What is expected
Of the lines listed below, return exactly those that run from the line containing "If it's not too much trouble, could you box the gray" through the line containing "If it's not too much trouble, could you box the antelope", both included.

Provided data
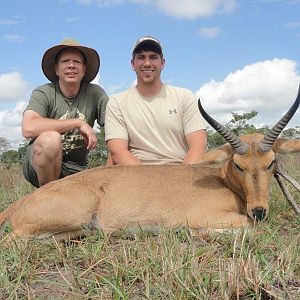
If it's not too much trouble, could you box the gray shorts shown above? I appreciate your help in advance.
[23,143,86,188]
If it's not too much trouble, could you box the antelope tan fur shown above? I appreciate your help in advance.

---

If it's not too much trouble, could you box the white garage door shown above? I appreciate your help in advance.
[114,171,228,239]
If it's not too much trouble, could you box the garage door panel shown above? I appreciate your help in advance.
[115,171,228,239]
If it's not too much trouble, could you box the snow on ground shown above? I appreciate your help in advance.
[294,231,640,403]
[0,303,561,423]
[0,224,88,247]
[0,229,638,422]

Exercise response
If it's not too much trouble, could you box the gray shorts shown above? I appreciate your help in advance.
[23,143,86,188]
If it's not too much trouble, could you box the antelope tan fur shown above? I appreciate your help in advance.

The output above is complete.